Edit the records from the line with "gray background and record integer pixel coordinates." through the end of the records, changing "drooping flower" to "wilted flower" and keeping everything else the same.

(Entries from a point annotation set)

▼

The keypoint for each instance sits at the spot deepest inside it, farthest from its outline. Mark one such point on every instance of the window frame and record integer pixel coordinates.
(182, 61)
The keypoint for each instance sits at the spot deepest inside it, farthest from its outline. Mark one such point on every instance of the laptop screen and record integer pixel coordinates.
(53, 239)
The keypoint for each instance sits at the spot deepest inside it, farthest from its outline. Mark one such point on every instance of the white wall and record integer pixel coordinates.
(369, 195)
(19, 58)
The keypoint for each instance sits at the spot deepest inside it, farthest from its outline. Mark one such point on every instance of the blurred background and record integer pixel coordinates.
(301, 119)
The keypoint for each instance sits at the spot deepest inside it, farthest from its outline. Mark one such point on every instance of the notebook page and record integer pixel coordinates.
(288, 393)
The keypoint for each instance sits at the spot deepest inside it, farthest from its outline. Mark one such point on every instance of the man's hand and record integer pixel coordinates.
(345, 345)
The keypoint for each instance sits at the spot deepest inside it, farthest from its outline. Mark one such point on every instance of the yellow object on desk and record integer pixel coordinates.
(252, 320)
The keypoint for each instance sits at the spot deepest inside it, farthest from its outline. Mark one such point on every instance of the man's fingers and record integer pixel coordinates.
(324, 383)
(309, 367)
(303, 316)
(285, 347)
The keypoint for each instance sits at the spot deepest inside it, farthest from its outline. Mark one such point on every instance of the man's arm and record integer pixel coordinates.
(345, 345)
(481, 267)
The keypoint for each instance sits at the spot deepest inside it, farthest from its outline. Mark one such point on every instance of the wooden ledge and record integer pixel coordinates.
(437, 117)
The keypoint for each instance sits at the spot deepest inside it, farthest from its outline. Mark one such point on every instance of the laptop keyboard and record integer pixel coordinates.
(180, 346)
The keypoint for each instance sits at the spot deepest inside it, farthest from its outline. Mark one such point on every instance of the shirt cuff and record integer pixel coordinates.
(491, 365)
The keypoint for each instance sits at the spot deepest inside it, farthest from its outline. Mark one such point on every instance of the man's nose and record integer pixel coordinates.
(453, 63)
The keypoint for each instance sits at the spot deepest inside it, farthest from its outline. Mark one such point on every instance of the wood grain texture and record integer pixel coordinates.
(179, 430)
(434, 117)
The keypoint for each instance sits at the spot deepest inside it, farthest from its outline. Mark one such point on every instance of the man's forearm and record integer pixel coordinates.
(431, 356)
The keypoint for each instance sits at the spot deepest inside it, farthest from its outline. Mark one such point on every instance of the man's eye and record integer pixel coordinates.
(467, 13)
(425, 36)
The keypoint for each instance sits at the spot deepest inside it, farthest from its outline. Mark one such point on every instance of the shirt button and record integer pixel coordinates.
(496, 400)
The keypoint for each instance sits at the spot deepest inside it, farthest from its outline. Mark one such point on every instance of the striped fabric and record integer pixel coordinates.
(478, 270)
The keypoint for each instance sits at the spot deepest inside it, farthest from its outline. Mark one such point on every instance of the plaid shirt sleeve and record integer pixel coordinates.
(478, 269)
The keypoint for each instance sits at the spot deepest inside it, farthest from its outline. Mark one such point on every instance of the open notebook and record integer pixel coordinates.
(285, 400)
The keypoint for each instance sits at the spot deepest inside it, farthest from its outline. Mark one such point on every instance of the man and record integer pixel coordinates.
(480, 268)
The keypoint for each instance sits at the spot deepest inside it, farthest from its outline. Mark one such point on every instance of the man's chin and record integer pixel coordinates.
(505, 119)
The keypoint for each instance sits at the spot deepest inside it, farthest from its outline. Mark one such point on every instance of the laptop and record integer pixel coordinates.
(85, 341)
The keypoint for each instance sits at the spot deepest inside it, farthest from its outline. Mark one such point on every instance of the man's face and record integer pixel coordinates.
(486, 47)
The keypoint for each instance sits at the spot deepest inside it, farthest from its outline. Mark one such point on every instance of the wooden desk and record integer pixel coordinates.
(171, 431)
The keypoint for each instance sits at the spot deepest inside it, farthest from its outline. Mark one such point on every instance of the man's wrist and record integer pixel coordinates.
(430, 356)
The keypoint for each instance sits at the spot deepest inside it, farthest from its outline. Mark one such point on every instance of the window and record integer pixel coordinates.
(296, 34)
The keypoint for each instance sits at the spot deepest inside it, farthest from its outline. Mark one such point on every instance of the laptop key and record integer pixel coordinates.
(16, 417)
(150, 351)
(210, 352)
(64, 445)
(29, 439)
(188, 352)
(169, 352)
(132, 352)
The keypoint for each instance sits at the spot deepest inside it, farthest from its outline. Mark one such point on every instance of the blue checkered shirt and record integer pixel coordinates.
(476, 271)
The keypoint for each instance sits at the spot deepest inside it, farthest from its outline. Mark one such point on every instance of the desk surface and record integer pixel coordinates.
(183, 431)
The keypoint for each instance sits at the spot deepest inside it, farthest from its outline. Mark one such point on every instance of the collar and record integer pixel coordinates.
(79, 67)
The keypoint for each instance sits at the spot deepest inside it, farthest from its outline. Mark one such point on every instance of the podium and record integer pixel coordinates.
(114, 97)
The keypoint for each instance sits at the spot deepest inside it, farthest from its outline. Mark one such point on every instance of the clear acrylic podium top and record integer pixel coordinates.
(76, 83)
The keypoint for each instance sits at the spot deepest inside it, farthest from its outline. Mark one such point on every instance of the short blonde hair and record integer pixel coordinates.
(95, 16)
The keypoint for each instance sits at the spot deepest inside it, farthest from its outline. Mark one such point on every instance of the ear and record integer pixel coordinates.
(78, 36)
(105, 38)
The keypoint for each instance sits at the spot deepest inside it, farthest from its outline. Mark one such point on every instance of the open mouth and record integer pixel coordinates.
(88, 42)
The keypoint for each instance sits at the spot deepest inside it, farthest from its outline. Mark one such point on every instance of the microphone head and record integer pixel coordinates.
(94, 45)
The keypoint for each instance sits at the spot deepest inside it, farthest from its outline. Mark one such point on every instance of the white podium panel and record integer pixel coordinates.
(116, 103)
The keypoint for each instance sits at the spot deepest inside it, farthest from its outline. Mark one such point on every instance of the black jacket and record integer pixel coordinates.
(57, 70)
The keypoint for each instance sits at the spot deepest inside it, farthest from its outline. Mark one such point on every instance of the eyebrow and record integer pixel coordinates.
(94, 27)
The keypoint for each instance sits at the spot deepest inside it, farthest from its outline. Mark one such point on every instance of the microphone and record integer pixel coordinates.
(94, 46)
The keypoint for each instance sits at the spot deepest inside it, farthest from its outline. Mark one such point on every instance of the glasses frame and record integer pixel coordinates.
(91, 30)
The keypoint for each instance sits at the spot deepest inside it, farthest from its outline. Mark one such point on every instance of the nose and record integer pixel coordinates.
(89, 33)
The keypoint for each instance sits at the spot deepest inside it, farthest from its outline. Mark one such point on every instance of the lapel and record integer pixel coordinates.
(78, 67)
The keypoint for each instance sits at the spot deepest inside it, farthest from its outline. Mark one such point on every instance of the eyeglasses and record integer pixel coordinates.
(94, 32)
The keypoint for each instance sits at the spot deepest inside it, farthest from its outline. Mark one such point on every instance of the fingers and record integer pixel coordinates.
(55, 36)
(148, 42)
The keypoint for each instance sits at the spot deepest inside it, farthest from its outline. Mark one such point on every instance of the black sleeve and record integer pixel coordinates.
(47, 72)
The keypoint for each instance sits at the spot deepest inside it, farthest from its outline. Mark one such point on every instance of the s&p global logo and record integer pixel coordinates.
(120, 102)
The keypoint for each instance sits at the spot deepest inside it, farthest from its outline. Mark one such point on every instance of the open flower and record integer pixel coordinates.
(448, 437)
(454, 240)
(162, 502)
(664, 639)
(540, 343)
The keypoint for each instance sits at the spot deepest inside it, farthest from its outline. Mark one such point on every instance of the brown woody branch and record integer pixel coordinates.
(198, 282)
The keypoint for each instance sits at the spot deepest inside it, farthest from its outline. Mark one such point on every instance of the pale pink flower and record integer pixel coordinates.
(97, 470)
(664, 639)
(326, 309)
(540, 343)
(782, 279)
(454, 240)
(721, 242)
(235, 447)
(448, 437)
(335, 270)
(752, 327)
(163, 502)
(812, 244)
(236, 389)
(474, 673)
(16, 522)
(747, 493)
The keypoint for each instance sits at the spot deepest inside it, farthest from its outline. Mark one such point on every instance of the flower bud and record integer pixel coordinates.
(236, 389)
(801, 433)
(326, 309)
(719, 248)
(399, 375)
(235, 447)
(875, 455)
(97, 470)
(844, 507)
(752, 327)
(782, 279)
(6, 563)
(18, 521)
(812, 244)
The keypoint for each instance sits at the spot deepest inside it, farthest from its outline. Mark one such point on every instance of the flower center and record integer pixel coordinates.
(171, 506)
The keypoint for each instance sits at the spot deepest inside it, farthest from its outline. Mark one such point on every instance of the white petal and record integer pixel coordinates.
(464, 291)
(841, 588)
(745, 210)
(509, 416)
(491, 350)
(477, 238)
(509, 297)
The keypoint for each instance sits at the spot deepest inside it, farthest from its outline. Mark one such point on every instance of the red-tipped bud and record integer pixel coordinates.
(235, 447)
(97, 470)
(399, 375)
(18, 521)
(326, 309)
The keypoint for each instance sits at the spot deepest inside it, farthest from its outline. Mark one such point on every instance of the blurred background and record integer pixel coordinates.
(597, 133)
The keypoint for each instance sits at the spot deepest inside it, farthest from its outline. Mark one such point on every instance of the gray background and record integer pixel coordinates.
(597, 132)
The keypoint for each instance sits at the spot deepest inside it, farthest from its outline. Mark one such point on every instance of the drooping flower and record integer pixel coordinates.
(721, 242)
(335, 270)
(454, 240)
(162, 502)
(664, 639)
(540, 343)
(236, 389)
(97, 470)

▲

__Solution below__.
The keypoint for each instance sits at the spot deepest inside it, farthest from its outline. Mark one such point on every instance of the gray background and record integer pixel coordinates.
(597, 132)
The keypoint for each instance sits at the spot deepest inside it, farthest from its outline. Mark one such point on every instance of the wilted flower and record integer pixel coordinates.
(721, 242)
(335, 270)
(454, 240)
(162, 502)
(664, 639)
(540, 343)
(236, 389)
(97, 470)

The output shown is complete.